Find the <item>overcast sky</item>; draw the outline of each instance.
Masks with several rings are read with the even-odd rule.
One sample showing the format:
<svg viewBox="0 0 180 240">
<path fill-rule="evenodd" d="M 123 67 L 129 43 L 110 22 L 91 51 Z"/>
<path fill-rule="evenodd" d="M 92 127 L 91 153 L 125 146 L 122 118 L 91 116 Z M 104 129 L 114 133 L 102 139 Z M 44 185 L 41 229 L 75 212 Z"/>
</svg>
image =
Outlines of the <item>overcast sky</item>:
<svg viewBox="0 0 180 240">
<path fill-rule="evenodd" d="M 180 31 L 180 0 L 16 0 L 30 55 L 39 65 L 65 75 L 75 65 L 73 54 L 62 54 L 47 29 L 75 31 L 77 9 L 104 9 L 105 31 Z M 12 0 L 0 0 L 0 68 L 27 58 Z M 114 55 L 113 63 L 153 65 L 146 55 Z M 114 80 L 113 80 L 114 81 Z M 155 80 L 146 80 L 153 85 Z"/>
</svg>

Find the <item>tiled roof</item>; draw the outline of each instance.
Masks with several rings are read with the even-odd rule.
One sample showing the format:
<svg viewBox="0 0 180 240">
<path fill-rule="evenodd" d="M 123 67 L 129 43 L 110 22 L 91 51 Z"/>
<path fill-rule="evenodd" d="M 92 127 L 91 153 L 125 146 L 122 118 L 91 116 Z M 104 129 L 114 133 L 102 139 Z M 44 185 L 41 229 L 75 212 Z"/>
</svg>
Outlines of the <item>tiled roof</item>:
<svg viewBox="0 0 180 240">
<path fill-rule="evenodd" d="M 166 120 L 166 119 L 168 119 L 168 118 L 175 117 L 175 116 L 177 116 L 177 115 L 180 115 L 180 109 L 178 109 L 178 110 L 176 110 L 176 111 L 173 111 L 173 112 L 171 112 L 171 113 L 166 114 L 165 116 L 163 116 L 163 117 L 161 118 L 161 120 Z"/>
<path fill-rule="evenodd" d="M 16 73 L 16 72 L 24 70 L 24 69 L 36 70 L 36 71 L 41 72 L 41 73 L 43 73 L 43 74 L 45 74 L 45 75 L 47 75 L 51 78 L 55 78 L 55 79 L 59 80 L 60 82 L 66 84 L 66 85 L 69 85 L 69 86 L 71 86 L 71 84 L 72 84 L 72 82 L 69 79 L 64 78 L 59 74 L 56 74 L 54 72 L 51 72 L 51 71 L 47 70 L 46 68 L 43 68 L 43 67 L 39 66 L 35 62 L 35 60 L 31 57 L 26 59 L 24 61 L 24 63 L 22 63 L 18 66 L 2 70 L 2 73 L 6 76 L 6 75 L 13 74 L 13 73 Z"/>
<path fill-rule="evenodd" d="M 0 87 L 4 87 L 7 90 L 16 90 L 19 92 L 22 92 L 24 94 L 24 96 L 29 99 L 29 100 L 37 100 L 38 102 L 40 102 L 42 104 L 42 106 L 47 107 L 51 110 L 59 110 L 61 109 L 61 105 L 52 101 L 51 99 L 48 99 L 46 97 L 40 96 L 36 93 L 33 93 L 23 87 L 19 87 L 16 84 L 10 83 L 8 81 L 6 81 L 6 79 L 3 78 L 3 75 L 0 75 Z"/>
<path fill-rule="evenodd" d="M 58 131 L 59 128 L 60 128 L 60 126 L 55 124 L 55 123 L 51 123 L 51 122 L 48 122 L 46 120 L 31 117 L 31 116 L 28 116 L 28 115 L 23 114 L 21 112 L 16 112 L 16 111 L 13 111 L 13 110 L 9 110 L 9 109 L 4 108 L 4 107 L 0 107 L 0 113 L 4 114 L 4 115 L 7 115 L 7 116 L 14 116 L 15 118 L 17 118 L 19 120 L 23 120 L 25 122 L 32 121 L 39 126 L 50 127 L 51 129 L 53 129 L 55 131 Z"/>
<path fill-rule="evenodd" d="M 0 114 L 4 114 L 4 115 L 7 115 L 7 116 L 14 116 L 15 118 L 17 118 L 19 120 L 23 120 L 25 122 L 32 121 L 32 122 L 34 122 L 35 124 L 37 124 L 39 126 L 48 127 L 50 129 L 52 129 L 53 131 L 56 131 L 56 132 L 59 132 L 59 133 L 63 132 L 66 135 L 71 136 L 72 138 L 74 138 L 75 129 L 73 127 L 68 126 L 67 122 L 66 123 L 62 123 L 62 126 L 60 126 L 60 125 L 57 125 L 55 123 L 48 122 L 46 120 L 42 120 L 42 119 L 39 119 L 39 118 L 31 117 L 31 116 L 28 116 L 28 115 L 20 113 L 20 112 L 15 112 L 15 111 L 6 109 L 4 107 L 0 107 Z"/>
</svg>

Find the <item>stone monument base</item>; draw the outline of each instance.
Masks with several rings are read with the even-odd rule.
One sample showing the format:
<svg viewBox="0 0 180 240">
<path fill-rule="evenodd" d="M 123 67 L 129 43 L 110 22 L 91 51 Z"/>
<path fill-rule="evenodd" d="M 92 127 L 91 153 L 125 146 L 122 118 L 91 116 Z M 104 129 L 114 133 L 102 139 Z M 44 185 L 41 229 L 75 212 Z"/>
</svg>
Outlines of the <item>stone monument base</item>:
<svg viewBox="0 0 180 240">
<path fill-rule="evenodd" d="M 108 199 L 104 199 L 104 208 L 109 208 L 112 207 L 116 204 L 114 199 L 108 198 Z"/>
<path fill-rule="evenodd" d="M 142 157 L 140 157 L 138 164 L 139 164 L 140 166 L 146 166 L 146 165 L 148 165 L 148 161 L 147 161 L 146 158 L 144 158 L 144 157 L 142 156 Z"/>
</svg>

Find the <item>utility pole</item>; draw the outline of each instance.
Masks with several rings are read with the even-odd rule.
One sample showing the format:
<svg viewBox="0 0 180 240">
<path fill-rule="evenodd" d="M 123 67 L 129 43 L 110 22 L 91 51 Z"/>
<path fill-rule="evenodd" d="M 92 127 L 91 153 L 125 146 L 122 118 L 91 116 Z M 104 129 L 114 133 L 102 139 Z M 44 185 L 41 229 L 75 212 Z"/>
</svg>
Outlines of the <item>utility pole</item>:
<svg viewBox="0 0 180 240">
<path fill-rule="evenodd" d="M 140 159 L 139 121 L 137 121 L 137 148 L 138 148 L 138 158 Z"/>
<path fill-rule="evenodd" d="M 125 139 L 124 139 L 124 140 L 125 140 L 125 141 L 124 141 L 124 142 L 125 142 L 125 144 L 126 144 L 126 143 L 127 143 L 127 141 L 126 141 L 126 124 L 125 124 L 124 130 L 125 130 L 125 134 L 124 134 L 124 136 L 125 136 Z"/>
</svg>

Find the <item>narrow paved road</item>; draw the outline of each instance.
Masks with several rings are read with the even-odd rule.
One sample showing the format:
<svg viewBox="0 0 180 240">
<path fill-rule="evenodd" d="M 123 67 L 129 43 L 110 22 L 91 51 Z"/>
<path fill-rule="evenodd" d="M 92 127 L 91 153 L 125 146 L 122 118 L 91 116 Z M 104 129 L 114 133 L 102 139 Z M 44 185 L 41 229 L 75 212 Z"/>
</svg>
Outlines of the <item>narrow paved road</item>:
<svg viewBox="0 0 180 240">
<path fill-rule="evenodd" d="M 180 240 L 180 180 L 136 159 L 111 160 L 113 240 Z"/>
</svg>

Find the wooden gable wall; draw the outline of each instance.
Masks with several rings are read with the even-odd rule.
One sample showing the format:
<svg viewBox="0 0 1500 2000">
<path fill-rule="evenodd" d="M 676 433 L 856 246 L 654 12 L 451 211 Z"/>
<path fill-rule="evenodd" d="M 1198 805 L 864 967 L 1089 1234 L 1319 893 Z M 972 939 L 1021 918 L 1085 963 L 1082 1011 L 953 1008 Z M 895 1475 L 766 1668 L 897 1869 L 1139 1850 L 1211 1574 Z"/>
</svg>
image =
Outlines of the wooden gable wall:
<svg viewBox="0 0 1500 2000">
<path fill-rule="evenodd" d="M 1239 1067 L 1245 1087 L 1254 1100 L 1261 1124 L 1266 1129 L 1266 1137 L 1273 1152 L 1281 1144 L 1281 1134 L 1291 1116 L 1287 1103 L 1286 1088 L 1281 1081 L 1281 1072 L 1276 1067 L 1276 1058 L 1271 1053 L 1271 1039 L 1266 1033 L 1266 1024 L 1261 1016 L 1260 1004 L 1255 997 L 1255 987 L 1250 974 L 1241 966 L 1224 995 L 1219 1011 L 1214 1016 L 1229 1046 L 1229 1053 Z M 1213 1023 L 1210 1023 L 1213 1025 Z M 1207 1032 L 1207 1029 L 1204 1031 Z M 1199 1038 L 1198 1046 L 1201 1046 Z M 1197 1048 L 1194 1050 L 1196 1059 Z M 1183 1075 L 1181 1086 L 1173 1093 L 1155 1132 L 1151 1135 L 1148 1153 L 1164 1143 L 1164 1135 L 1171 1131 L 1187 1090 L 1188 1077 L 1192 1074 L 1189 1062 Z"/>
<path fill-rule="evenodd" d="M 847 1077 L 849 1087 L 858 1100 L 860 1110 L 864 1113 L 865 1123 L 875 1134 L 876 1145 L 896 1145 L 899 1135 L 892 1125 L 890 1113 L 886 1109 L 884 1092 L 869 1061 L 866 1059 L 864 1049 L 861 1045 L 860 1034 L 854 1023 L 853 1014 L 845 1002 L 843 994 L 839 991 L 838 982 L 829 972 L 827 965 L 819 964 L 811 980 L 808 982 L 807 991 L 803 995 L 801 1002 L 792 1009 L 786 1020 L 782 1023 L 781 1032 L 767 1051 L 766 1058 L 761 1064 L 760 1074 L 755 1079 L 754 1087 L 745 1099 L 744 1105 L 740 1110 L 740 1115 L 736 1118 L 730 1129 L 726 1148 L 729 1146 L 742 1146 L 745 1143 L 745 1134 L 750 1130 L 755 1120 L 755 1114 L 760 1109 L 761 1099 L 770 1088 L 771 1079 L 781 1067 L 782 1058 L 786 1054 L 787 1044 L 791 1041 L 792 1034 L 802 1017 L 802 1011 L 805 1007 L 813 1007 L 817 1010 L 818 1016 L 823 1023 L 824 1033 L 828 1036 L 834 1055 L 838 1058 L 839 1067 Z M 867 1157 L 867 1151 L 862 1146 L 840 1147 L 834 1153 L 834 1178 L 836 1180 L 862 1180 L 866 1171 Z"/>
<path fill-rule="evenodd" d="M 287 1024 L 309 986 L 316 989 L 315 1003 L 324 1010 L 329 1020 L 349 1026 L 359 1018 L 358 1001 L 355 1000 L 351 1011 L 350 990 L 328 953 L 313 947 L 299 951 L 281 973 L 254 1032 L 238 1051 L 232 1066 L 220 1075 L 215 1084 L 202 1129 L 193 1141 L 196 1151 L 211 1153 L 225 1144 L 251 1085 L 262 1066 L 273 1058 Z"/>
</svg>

= = =

= Activity =
Scan the records above for the word "draw" and return every line where it occurs.

= Answer space =
Find the <item>overcast sky</item>; draw the outline of each instance.
Find the <item>tiled roof</item>; draw the outline of each instance.
Find the <item>stone monument base</item>; draw the outline of each instance.
Find the <item>utility pole</item>; draw the outline of each instance.
Find the <item>narrow paved road</item>; draw the outline of each instance.
Find the wooden gable wall; draw the outline of each instance.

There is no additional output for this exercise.